(EXERCISE INPUT Opens)

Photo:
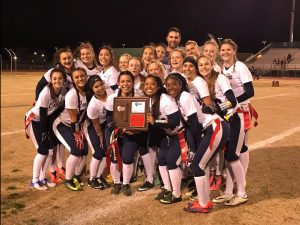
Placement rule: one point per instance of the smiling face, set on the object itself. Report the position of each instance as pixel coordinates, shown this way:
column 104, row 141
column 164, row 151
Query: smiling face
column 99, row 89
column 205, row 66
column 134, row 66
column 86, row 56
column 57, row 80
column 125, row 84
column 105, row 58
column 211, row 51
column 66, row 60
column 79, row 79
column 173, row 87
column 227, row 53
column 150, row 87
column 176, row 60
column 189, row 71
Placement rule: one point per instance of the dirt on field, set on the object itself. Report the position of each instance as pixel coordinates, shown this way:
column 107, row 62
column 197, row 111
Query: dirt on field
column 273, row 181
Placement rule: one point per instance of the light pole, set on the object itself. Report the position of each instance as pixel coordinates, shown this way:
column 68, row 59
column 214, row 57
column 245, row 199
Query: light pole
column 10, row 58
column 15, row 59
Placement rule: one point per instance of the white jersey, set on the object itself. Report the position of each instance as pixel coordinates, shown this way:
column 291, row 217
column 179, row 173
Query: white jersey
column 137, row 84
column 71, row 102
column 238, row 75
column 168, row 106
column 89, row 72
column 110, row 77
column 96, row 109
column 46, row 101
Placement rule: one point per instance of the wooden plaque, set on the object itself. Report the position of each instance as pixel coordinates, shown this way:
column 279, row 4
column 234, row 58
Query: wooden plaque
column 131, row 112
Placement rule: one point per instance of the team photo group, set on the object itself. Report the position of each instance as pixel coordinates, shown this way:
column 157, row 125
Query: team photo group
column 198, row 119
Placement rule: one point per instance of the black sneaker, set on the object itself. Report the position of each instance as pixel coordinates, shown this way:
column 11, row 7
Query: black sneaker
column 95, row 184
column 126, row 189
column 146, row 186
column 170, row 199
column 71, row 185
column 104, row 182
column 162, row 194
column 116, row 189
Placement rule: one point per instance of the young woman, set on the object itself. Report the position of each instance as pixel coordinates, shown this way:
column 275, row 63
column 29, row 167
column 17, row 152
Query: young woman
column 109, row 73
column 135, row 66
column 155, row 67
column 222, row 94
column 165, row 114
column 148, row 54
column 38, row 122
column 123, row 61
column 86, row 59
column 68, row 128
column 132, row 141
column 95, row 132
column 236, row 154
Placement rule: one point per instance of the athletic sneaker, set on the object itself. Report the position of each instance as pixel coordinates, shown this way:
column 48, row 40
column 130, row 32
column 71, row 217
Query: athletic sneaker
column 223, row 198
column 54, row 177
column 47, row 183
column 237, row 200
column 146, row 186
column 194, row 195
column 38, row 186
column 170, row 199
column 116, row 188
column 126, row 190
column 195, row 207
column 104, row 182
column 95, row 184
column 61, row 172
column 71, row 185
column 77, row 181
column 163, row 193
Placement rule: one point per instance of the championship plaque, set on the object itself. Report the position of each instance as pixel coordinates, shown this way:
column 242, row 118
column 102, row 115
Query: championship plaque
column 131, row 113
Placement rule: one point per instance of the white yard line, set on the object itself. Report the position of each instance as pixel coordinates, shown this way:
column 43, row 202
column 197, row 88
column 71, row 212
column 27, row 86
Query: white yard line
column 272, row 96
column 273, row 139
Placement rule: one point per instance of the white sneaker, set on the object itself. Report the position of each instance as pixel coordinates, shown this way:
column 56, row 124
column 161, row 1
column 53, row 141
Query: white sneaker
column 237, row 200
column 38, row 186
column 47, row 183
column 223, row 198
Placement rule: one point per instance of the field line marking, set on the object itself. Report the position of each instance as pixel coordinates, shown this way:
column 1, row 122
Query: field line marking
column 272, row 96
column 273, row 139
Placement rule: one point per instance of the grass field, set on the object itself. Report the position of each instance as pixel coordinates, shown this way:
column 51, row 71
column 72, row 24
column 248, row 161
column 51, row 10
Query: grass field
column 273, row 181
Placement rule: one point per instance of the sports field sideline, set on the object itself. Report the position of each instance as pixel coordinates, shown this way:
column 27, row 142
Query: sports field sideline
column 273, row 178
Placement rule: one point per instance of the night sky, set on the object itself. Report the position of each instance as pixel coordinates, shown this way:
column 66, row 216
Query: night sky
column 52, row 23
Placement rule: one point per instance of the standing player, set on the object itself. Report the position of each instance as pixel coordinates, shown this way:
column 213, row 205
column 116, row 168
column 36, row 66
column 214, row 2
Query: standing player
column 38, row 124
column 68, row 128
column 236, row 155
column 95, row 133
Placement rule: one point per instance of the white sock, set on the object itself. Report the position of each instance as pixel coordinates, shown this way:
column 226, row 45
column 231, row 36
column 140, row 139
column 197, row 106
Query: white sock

(EXERCISE INPUT Closes)

### THE PROBLEM
For every entry above, please output the text exactly and leave any picture behind.

### WRITTEN RESPONSE
Photo:
Placement rule: one point per instance of the smiling face, set on the object itself. Report the position of each instance as pixel coordinates, shown this way:
column 104, row 141
column 164, row 151
Query: smiling face
column 99, row 89
column 205, row 66
column 134, row 66
column 86, row 56
column 57, row 80
column 125, row 84
column 105, row 58
column 211, row 51
column 66, row 60
column 79, row 79
column 173, row 87
column 227, row 53
column 150, row 87
column 176, row 60
column 189, row 71
Placement rule: one point per instance of the dirt on field, set on the object itself. Report the position of each instance as pixel coordinates, shown this way:
column 107, row 62
column 197, row 111
Query: dirt on field
column 273, row 181
Placement rule: one point per instance of the light pole, set on the object itself. Report the position of each instance as pixel coordinates, shown this way:
column 68, row 59
column 214, row 57
column 245, row 199
Query: light pole
column 10, row 58
column 15, row 59
Placement rule: one point per instance of the white jersey, set on the object itself. Report the position of each instance as pixel coordinates, shown this way:
column 291, row 217
column 179, row 173
Query: white jersey
column 137, row 84
column 71, row 102
column 238, row 75
column 168, row 106
column 89, row 72
column 110, row 77
column 96, row 109
column 46, row 101
Placement rule: one point per instance of the wooden plaque, set on the object itself. Report the position of each instance as pixel coordinates, shown this way:
column 279, row 4
column 234, row 58
Query: wooden plaque
column 131, row 112
Placement rule: one point per instance of the team photo group, set on the object itself. Report the position of each instance as pixel coordinates, shown this way:
column 157, row 125
Query: team photo group
column 198, row 119
Placement rule: one point per instance of the black sneaker, set on the object itself. Report the position of each instance as pixel coordinates, shown this way:
column 11, row 7
Query: black sneaker
column 95, row 184
column 126, row 189
column 146, row 186
column 170, row 199
column 71, row 185
column 104, row 182
column 162, row 194
column 116, row 189
Placement rule: one point per instance of the young woman, set on the object itself. Report the position of each instance as pixel coordinates, shown this way:
column 275, row 63
column 29, row 167
column 17, row 152
Query: young woman
column 109, row 73
column 135, row 66
column 155, row 67
column 222, row 94
column 165, row 114
column 148, row 54
column 38, row 122
column 123, row 61
column 86, row 59
column 68, row 128
column 132, row 141
column 95, row 132
column 236, row 154
Placement rule: one point per instance of the athletic sneaker, set on the object itself. Report the position of each instance as pixel coordinates, shown this way:
column 48, row 40
column 130, row 32
column 71, row 217
Query: athletic sneaker
column 223, row 198
column 54, row 177
column 47, row 183
column 237, row 200
column 146, row 186
column 194, row 195
column 38, row 186
column 170, row 199
column 116, row 188
column 126, row 190
column 195, row 207
column 104, row 182
column 95, row 184
column 61, row 172
column 71, row 185
column 77, row 181
column 163, row 193
Placement rule: one point per instance of the championship plaque, set on the object itself. Report the position of each instance as pixel coordinates, shown this way:
column 242, row 118
column 102, row 115
Query: championship plaque
column 131, row 113
Placement rule: one point per instance of the white yard line, set on the object itself. Report the position of each instance as pixel coordinates, shown this way:
column 43, row 202
column 197, row 88
column 71, row 212
column 27, row 86
Query: white yard line
column 272, row 96
column 273, row 139
Placement rule: one point per instance of the white sneaker, set on the object itself. Report the position of each instance as pixel coordinates, shown this way:
column 56, row 124
column 161, row 1
column 53, row 141
Query: white sneaker
column 237, row 200
column 38, row 186
column 47, row 183
column 223, row 198
Placement rule: one point per instance of the field line marking, set on the object itself. Report the position of each instance as pixel coordinates, shown this way:
column 1, row 122
Query: field line marking
column 272, row 96
column 273, row 139
Placement rule: one point per instance of the grass field, set on the object itself. Report the position of each instance as pixel coordinates, shown this way:
column 51, row 71
column 72, row 24
column 248, row 161
column 51, row 10
Query: grass field
column 273, row 181
Placement rule: one point per instance of the sports field sideline, set on the object itself. Report the position of each instance as pixel coordinates, shown this way:
column 27, row 142
Query: sports field sideline
column 273, row 178
Placement rule: one point per instance of the night sky, set on the object itself. Report the position of each instance as pixel coordinates, shown this way:
column 66, row 216
Query: night sky
column 52, row 23
Placement rule: one point per instance of the standing player, set on the object itself. Report the position of each instance as pixel coordinates, shown this way:
column 213, row 205
column 116, row 168
column 36, row 66
column 214, row 2
Query: standing player
column 38, row 124
column 68, row 128
column 236, row 155
column 95, row 133
Placement rule: one point per instance of the white sock, set on the object itself. Report the position of each instance as pixel coordinates, shown this way:
column 226, row 45
column 231, row 36
column 140, row 139
column 197, row 106
Query: white sock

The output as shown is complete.